# Task item
Every entry below is to be retyped exactly as it appears.

# Records for this task
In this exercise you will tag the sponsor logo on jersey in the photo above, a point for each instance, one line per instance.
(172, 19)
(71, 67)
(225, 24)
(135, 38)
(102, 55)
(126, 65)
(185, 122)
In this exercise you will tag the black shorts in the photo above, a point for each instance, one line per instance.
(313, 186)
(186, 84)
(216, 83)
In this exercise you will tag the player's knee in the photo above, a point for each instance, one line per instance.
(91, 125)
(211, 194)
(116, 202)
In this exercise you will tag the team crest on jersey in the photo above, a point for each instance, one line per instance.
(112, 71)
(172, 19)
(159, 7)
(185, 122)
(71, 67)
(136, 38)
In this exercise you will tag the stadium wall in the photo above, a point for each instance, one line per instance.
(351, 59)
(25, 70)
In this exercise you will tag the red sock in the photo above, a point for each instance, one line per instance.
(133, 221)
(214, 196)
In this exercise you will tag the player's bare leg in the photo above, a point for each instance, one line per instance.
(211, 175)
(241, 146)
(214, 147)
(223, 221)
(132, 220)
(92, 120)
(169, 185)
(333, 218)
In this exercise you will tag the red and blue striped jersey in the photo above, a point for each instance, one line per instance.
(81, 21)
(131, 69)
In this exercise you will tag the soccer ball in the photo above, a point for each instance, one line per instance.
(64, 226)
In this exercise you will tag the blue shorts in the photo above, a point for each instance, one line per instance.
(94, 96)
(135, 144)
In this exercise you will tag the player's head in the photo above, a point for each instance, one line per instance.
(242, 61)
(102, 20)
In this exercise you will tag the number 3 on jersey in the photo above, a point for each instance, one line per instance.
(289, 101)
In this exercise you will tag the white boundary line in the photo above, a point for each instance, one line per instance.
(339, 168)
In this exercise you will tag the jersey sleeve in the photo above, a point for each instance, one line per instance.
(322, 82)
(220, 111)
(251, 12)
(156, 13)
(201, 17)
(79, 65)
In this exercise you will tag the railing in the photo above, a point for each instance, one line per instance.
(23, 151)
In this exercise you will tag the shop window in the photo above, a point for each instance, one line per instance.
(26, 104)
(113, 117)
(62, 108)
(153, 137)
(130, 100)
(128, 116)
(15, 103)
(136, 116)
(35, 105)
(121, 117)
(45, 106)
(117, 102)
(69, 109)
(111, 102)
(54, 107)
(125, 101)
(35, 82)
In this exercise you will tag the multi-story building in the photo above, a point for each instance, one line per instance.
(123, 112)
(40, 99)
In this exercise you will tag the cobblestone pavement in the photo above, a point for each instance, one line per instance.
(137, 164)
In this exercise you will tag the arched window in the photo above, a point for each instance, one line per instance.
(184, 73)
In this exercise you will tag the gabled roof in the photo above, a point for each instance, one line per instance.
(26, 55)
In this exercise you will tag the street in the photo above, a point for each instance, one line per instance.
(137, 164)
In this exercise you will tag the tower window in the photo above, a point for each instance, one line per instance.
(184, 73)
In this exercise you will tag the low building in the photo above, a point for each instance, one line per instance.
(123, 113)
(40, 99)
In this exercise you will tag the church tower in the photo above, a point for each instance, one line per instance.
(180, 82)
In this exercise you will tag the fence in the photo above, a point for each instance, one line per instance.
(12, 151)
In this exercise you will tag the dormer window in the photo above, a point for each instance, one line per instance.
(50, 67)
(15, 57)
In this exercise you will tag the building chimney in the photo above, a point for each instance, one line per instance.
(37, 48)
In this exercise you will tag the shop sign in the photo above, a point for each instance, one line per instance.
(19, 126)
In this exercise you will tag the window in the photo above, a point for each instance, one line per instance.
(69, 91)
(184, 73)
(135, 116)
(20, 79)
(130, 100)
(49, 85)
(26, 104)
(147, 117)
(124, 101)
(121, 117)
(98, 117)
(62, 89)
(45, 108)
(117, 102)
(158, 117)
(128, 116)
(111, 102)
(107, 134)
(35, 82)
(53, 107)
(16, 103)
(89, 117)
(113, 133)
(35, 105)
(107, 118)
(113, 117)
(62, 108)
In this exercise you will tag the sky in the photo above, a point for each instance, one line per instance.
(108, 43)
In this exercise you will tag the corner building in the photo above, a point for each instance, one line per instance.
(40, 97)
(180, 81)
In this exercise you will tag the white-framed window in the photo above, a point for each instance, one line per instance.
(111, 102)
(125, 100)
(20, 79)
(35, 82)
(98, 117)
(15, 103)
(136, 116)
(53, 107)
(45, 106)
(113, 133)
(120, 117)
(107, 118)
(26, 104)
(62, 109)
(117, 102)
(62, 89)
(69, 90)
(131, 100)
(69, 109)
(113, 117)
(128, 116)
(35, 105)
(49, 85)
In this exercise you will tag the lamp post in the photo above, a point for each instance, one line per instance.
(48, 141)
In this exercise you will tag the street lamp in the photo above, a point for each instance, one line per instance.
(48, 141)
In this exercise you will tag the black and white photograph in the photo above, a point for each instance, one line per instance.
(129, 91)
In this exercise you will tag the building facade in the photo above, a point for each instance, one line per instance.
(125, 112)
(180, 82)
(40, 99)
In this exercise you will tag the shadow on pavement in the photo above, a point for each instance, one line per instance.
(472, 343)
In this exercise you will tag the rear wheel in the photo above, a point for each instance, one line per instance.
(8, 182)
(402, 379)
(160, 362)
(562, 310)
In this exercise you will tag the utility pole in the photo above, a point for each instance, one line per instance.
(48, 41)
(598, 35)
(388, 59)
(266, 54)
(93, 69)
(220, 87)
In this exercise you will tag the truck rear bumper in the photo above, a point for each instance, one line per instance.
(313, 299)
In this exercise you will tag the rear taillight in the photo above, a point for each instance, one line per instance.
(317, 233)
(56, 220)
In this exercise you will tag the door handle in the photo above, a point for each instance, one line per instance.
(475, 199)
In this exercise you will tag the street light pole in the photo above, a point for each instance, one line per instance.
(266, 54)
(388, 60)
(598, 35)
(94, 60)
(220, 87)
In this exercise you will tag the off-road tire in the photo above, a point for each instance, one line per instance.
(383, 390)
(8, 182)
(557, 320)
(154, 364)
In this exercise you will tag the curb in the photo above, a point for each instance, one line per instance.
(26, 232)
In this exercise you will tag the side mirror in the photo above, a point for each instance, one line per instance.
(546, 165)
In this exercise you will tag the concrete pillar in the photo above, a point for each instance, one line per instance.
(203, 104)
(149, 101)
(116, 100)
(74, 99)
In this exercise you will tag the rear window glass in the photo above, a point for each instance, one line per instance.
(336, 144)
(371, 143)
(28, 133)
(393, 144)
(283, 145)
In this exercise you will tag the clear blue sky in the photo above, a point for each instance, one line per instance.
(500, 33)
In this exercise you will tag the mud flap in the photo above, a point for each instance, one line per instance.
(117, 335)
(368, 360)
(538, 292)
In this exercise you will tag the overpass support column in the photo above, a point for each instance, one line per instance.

# Expected answer
In this exercise you will tag the sponsor logo on jersey in the photo above, a point for each instance, one line per instance.
(172, 19)
(71, 67)
(225, 24)
(135, 38)
(102, 55)
(126, 65)
(185, 122)
In this exercise you will tag the black shorts in the photo above, a point for each instance, one line per instance.
(313, 186)
(186, 84)
(216, 83)
In this exercise you will tag the player's knee in the photo above, a point for each instance, one line per instance.
(91, 125)
(211, 194)
(116, 202)
In this exercise you will tag the team crest on jersey in the photo above, a point for each instance, one line per instance.
(112, 71)
(172, 19)
(159, 7)
(185, 122)
(71, 67)
(136, 38)
In this exercise you will tag the stadium wall in the photo above, a point for each instance, one line per instance.
(351, 59)
(25, 70)
In this exercise you will tag the red sock in the photo above, a point for each instance, one line per instance.
(133, 221)
(214, 196)
In this exercise you will tag the player's bare leg in the photo above, a point for each instance, one line per instance.
(211, 175)
(241, 146)
(214, 147)
(223, 221)
(132, 220)
(92, 120)
(169, 185)
(333, 218)
In this exercise you will tag the red and blue striped jersey in the photo above, a point for each instance, one line per instance.
(81, 21)
(131, 69)
In this exercise you will tag the soccer ball in the photo above, a point for each instance, one line per instance.
(64, 226)
In this exercise you will tag the blue shorts in the photo above, a point for each instance, one line per instance.
(94, 96)
(135, 144)
In this exercise you will tag the player's head in the photo above, a point for each instance, one line per instance.
(242, 61)
(102, 20)
In this exercise you will tag the number 3 on jersey in the photo above, a point for each instance, one line per instance.
(289, 101)
In this exercise you will tag the white boundary line in the photo above, a point for each instance, one line per instance.
(339, 168)
In this exercise you will tag the jersey sleeve in the photo above, a point for each instance, one line per instance.
(322, 82)
(220, 111)
(251, 12)
(156, 13)
(201, 17)
(79, 65)
In this exercise you will tag the railing in the photo above, a point for each instance, one line per instance.
(23, 151)
In this exercise you will tag the shop window in the photo above, a point for each instance, one line per instance.
(26, 104)
(113, 117)
(62, 108)
(153, 137)
(130, 100)
(128, 116)
(15, 103)
(136, 116)
(35, 105)
(121, 117)
(45, 106)
(117, 102)
(69, 109)
(111, 102)
(54, 107)
(125, 101)
(35, 82)
In this exercise you will tag the multi-story building in the photo above, a point for each instance, one line per instance.
(123, 112)
(40, 99)
In this exercise you will tag the cobblestone pavement in the photo above, a point for each instance, one line per instance.
(137, 164)
In this exercise you will tag the arched window in the photo above, a point for each instance, one line per instance.
(184, 73)
In this exercise you will tag the gabled roof in the photo above, a point for each instance, one line per instance.
(26, 55)
In this exercise you will tag the street in the photo above, a point for each instance, one line per instance.
(137, 164)
In this exercise you will tag the tower window in the photo above, a point for each instance, one line per instance.
(184, 73)
In this exercise you will tag the low building in the photo above, a point for each instance, one line per instance.
(123, 113)
(40, 99)
In this exercise you will tag the church tower in the photo above, a point for each instance, one line per instance.
(180, 82)
In this exercise you will tag the fence in the photo above, a point for each instance, one line per instance.
(12, 151)
In this exercise you will tag the dormer window in the photo above, a point for each instance, one line per instance.
(50, 67)
(15, 57)
In this exercise you will tag the building chimney in the photo above, a point for each instance, one line per instance.
(37, 48)
In this exercise you will tag the shop sign in the photo above, a point for each instance, one line per instance.
(19, 126)
In this exercise you will tag the window in the photo above, a point for each instance, one line per instance.
(69, 91)
(184, 73)
(135, 116)
(20, 79)
(130, 100)
(49, 85)
(26, 104)
(147, 117)
(124, 101)
(121, 117)
(98, 117)
(62, 89)
(45, 108)
(117, 102)
(158, 117)
(128, 116)
(111, 102)
(107, 134)
(35, 82)
(53, 107)
(16, 103)
(89, 117)
(113, 133)
(35, 105)
(107, 118)
(113, 117)
(62, 108)
In this exercise you will tag the sky in the photo above, a point for each instance, one line per instance.
(108, 43)
In this exercise you will tag the corner building in the photo above, a point for each instance, one line per instance.
(40, 97)
(180, 81)
In this exercise you will tag the white-framed window in the photo above, a point for each instance, one line per instance.
(111, 102)
(125, 100)
(20, 79)
(35, 82)
(98, 117)
(15, 103)
(136, 116)
(53, 107)
(45, 106)
(113, 133)
(120, 117)
(107, 118)
(26, 104)
(62, 109)
(117, 102)
(62, 89)
(69, 90)
(131, 100)
(69, 109)
(113, 117)
(128, 116)
(35, 105)
(49, 85)
In this exercise you will tag the lamp post in the photo above, a point for each instance, one line per instance.
(48, 141)
In this exercise you will tag the street lamp in the photo above, a point for each instance, one line per instance.
(48, 141)
In this exercise you will tag the black and white photograph in the photo above, a point for each instance, one line per instance.
(129, 91)
In this exercise you will tag the building facade in the photo above, a point for each instance, one line per instance.
(125, 112)
(180, 82)
(40, 99)
In this exercise you will tag the shadow on pavement in the photo above, a point for each instance, one line per instance.
(472, 343)
In this exercise you will tag the rear wheel in the photo above, a point for each instance, one line per instance.
(8, 182)
(402, 379)
(160, 362)
(562, 310)
In this exercise you will tag the utility pole in the photo above, a point for each instance, one line per instance.
(48, 41)
(598, 35)
(388, 59)
(266, 54)
(93, 69)
(220, 87)
In this exercise you will tag the truck rear bumper in the photo above, a point for each instance, one line per instance.
(313, 299)
In this exercise you will tag the rear taillight in the photo above, a point for each instance, one line per instance.
(317, 233)
(56, 220)
In this exercise you will tag the door handle in the photo above, a point for each instance, one line per instance.
(475, 199)
In this exercise you will tag the street light pole in the photo above, a point for each instance, one line per instance.
(266, 54)
(388, 60)
(598, 35)
(94, 60)
(220, 87)
In this exercise you will tag the off-road tire in the photo above, a point for each instance, one line per instance.
(383, 390)
(8, 182)
(557, 320)
(154, 364)
In this exercise you will tag the curb in the photo above, a point for each instance, one line per instance.
(26, 232)
In this exercise you will tag the side mirror in the photo above, a point for each instance, one line per instance.
(546, 165)
In this exercise you will tag the concrete pillar in the photo above, a point for each instance, one line per instance.
(203, 104)
(149, 101)
(116, 100)
(74, 99)
In this exercise you will tag the rear window glass in the photo above, a point for each instance, one line per instance.
(336, 144)
(371, 143)
(28, 133)
(393, 144)
(283, 145)
In this exercise you will tag the clear blue sky in the photo above, a point for each instance, one line per instance.
(500, 33)
In this exercise you will tag the mud flap in the photo above, a point for each instance, one line per instance.
(117, 335)
(368, 360)
(538, 292)
In this exercise you will tag the overpass support column in the photo above, a point for each instance, one line per instance.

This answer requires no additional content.